**WHAT TO PRODUCE:**
Where the word "wooden" appears in a line of the entries below, count that line and give the total alone.

**GIVEN INFORMATION:**
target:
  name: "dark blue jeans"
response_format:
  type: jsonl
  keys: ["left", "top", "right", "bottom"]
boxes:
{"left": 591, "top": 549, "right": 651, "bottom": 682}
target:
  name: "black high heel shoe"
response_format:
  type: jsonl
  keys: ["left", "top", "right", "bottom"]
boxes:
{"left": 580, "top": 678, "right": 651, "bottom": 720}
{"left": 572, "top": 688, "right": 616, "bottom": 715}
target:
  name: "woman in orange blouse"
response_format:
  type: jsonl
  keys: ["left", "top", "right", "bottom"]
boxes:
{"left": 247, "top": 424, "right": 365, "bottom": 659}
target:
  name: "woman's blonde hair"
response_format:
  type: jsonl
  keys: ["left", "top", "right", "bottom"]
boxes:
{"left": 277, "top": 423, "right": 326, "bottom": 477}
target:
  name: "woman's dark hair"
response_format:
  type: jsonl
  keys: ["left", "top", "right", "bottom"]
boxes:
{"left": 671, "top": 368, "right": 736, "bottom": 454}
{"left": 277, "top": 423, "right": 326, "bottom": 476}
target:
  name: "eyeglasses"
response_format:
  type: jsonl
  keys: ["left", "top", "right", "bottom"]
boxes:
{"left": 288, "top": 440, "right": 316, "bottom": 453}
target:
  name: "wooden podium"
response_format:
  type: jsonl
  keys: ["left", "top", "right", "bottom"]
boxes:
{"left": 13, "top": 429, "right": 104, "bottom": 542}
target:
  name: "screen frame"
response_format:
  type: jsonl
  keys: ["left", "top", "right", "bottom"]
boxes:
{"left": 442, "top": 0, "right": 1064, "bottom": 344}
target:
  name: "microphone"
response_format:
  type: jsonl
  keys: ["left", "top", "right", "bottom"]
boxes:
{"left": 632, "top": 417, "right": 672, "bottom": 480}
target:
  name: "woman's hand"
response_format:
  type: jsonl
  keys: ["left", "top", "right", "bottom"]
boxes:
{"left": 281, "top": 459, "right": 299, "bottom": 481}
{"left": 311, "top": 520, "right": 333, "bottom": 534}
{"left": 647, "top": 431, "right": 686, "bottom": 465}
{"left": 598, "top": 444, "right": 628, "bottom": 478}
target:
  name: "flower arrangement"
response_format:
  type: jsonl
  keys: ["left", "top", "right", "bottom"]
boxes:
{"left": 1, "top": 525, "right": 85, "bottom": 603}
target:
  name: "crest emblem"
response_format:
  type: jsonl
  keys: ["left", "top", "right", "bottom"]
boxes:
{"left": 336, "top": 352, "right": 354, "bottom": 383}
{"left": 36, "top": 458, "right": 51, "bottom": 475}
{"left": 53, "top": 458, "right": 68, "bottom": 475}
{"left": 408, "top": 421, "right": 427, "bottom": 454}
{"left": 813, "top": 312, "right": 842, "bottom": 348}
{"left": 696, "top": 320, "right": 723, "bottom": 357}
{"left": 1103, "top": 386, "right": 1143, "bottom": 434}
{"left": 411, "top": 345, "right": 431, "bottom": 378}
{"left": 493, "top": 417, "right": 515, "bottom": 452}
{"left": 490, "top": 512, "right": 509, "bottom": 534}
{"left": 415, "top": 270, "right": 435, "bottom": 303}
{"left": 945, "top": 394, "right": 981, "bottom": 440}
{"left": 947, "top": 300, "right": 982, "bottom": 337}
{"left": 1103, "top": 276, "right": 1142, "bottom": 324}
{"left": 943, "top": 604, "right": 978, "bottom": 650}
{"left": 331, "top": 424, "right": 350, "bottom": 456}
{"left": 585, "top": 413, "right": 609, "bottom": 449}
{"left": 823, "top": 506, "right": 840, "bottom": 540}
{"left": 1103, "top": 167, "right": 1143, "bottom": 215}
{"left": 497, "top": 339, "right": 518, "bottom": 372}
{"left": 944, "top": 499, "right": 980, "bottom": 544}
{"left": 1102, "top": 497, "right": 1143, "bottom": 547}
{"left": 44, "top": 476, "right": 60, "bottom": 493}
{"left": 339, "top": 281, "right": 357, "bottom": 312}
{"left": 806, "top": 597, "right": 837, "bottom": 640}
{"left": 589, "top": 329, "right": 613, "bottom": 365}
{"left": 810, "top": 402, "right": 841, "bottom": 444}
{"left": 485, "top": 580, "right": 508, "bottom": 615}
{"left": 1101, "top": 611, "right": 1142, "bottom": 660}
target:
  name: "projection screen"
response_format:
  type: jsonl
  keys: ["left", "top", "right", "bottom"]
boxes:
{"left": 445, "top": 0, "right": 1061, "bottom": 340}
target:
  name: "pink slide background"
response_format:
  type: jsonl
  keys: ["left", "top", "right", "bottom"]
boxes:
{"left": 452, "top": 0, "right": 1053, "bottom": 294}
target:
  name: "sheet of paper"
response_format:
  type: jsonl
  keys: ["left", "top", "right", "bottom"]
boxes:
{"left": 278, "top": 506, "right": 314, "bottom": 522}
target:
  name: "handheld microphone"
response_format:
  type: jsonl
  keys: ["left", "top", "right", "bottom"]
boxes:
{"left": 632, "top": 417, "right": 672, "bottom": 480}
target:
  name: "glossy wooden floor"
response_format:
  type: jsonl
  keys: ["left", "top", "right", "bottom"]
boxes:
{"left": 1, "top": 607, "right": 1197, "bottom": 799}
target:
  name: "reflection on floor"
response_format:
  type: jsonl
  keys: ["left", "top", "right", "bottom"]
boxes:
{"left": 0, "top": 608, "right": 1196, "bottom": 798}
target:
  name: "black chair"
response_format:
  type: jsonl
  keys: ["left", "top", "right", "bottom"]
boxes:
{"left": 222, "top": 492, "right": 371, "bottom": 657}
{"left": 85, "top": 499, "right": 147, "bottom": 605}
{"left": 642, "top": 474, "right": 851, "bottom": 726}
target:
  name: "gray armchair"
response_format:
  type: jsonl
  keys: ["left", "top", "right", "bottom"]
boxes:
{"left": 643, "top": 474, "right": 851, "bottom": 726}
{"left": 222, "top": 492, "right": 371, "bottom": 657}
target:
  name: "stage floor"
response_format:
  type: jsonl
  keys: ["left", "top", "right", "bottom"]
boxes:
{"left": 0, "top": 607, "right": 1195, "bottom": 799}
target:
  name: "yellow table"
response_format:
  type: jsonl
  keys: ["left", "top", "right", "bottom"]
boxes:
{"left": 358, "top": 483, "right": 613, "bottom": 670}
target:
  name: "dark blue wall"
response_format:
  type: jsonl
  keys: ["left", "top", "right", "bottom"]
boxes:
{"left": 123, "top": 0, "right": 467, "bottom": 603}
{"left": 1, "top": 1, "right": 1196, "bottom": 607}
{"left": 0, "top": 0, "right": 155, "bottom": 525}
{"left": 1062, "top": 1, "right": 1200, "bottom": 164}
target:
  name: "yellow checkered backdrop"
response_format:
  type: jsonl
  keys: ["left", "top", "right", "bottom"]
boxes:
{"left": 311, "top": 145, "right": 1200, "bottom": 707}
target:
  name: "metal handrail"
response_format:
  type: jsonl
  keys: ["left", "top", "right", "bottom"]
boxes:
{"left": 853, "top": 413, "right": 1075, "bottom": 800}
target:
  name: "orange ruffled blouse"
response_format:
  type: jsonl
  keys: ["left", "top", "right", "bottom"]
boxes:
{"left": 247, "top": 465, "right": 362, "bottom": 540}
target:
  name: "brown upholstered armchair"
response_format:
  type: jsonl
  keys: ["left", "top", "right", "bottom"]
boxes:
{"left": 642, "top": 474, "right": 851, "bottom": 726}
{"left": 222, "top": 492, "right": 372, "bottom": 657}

**WRITTEN RESPONSE:**
2